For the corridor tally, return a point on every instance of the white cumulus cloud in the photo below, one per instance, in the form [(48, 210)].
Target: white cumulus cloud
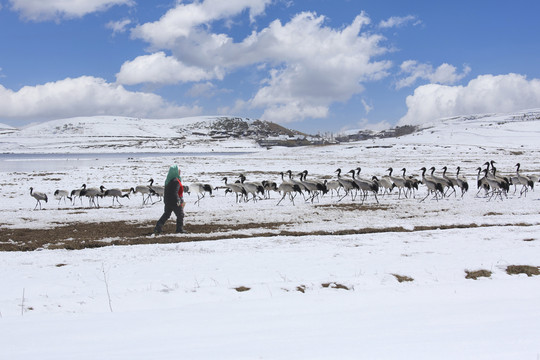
[(42, 10), (84, 96), (397, 21), (162, 69), (484, 94), (444, 74), (118, 27), (305, 64), (183, 19)]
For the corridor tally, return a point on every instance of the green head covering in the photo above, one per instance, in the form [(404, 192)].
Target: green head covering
[(174, 173)]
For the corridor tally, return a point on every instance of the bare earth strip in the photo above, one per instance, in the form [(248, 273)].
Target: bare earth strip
[(78, 236)]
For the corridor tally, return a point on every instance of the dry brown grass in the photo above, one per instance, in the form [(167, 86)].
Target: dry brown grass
[(477, 273), (76, 236), (523, 269), (334, 285), (403, 278), (242, 289)]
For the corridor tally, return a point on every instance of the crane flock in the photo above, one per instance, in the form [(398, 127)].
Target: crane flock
[(488, 180)]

——

- _TASK DIRECTIONS_:
Can you lay out all of the lines above as a Markdown table with two columns, Row and Line text, numbering each row and skipping any blank lines? Leave the picture out of your answer.

- _OUTPUT OF THE EXERCISE_:
| Row | Line text |
|---|---|
| 1 | For the corridor tally, return a point on every instance of the white cumulus cloud in the photo below, one per instance, in the form [(48, 210)]. |
| 2 | Target: white cumulus cloud |
| 3 | [(42, 10), (84, 96), (397, 21), (162, 69), (484, 94), (444, 74), (118, 27), (305, 64), (183, 19)] |
| 4 | For the corridor tally, return a point on every instance of the green head covering in the photo above, one per instance, in the form [(404, 192)]. |
| 5 | Target: green head covering |
| 6 | [(174, 173)] |
| 7 | For the corridor tally, return a point on every instance of the bare earth strip in the photo above, one per instance, in the form [(248, 273)]. |
| 8 | Target: bare earth strip |
| 9 | [(78, 236)] |
| 10 | For the corridor tally, return a point on every instance of the dry brown grass in the photo above, one per instance, in the form [(167, 86)]. |
| 11 | Target: dry brown grass |
| 12 | [(477, 273), (76, 236), (523, 269), (334, 285), (403, 278), (242, 289)] |
| 13 | For the corridor tally, return a point on every instance of the crane flock in the photo above, one per instance, in the form [(398, 127)]. |
| 14 | Target: crane flock |
| 15 | [(488, 180)] |